--- Supplied passage ---
Another reader with vivid memories of the RAF Beverley crash near Abingdon 50 years ago is Anton Woolloff, of Didcot.

The house where his grandparents, Wilfred and Margaret Stanton, lived, was hit by the stricken transport aircraft.

Mrs Stanton, known as Nelly, was in the house at the time.

She was found unconscious near two of the plane's four engines, which were lying against the smashed wall of the house, and was taken to hospital.

Mr Stanton, known as Dick, is thought to have been at work.

The house had particular significance for Mr Woolloff - he was born there.

As we have recalled, the aircraft - on a flight from RAF Abingdon to Cyprus in March 1957 - turned back shortly after take-off, after suffering engine trouble.

As it flew low, heading for the airfield, one of its wings clipped a group of elm trees, turning it towards a row of terraced homes at Sutton Wick. Seventeen people - 15 RAF personnel and two civilians on the ground - were killed in the crash.
---
Pick up the account of the 1957 RAF Beverley crash near Abingdon after its last sentence and continue it. The data that comes next is separate material and has no connection to the account of the RAF Beverley crash.
--- Exercise data ---
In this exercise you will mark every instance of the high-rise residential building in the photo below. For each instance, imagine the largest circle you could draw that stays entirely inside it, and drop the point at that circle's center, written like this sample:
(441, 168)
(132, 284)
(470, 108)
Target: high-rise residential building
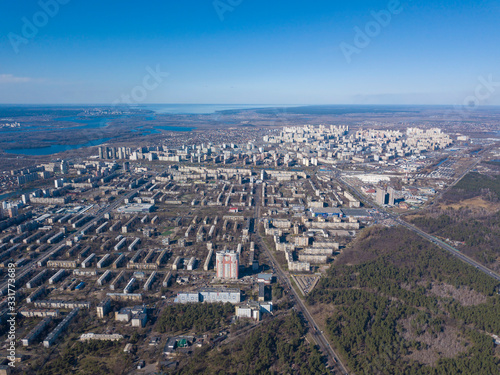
(227, 263)
(391, 196)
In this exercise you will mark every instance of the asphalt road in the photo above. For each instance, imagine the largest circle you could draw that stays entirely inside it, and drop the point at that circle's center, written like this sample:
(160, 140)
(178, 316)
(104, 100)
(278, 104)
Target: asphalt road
(427, 236)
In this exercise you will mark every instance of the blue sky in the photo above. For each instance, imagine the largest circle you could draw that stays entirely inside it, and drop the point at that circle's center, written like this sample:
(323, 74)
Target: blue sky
(258, 52)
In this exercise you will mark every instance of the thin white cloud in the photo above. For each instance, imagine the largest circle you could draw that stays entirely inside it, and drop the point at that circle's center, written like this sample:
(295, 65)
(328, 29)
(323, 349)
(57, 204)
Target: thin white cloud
(10, 78)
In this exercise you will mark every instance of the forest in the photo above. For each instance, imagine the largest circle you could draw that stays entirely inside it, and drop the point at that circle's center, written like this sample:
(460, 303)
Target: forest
(475, 228)
(88, 358)
(391, 316)
(276, 346)
(475, 184)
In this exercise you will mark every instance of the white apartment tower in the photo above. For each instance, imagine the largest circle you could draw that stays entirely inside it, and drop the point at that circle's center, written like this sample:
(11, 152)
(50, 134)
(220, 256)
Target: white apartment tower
(227, 263)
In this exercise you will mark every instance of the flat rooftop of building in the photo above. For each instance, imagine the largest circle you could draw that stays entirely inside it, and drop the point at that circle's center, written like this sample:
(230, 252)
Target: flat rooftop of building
(135, 207)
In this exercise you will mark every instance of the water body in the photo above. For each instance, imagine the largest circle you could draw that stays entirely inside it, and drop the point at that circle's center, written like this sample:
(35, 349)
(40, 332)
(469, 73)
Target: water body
(54, 149)
(203, 109)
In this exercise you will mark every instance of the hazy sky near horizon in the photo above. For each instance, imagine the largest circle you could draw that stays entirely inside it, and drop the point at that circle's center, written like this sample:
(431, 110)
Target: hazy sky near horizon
(250, 51)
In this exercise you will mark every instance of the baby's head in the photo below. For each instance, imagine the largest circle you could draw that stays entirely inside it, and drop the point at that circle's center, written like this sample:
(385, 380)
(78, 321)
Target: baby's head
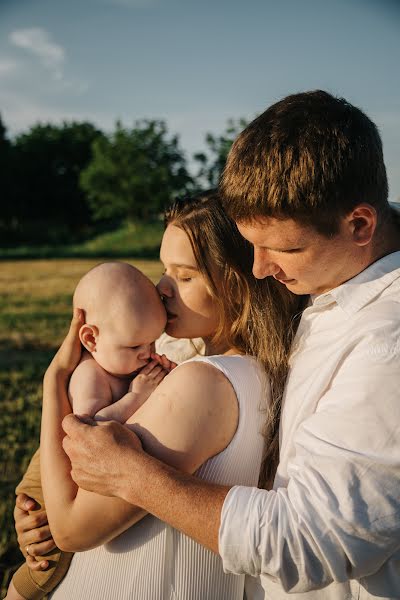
(123, 316)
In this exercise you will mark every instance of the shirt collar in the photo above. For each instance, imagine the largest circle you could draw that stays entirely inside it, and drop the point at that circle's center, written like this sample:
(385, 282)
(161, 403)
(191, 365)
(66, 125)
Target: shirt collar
(356, 293)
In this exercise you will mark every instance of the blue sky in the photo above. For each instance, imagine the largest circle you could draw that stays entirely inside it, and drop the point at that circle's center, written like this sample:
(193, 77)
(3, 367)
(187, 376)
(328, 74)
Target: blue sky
(195, 63)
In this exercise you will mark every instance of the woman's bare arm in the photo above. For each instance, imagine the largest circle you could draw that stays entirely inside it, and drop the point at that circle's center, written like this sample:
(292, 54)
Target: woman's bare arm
(191, 416)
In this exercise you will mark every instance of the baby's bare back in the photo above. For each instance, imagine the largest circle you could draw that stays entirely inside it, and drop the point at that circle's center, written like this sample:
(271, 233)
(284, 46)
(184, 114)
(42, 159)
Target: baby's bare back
(91, 388)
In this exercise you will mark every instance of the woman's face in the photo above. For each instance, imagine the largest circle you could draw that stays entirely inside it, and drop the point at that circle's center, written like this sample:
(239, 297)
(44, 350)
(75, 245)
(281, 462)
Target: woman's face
(191, 311)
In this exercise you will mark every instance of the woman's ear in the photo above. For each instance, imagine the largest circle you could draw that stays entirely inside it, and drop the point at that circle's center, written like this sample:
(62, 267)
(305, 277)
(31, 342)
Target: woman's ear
(88, 335)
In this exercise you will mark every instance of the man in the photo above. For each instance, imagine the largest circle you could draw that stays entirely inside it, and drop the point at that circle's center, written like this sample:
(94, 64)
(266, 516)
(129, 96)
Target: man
(306, 184)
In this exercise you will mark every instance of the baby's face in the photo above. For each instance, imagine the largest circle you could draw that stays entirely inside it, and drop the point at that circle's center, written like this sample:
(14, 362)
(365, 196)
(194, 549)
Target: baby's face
(125, 346)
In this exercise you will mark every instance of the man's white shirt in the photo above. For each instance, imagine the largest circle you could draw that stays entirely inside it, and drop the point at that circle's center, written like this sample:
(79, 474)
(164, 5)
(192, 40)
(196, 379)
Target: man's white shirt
(330, 528)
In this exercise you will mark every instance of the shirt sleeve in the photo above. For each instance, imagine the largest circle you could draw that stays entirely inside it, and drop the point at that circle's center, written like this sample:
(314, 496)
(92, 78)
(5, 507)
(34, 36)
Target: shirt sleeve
(339, 516)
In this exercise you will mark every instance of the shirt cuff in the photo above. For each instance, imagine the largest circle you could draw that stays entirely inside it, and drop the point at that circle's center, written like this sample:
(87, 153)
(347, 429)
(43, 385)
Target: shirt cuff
(239, 532)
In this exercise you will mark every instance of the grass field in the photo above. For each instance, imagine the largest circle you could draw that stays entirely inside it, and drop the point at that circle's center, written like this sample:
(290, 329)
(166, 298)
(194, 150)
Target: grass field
(130, 239)
(35, 309)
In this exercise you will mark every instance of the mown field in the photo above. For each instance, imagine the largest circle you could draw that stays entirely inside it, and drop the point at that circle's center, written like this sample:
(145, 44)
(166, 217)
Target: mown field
(35, 309)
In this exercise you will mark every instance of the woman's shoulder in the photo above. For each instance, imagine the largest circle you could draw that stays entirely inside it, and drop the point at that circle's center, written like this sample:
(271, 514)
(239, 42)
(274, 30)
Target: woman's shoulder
(240, 368)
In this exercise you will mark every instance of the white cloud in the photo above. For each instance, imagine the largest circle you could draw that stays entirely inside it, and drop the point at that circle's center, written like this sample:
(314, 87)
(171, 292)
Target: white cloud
(132, 3)
(19, 113)
(8, 67)
(39, 43)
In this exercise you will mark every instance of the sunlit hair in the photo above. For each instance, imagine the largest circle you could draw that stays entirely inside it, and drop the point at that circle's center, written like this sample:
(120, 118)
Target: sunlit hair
(257, 317)
(311, 157)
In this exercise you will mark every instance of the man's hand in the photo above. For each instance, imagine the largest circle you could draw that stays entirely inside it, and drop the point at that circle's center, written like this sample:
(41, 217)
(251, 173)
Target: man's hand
(69, 353)
(98, 452)
(33, 531)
---
*Output below*
The civilians were Muriel Binnington, who died in her bungalow, and John Matravers, who was there reading the electricity meter at the fateful moment.

Mr Woolloff was eight at the time, and he remembers being taken to see the wreckage later that day or the next day.

He recalls: "It was total devastation. All that was left of Mrs Binnington's bungalow were the hearth stones around the fireplace."

Ironically, his father, Albert Woolloff, was working in a hangar at RAF Abingdon when the Beverley took off.

Mr Woolloff tells me: "He and his colleagues commented that it didn't sound too good'. Within a matter of minutes, it had crashed."

He still has the telegram of sympathy his grandparents received from Airey Neave, MP for North Berkshire, after their ordeal.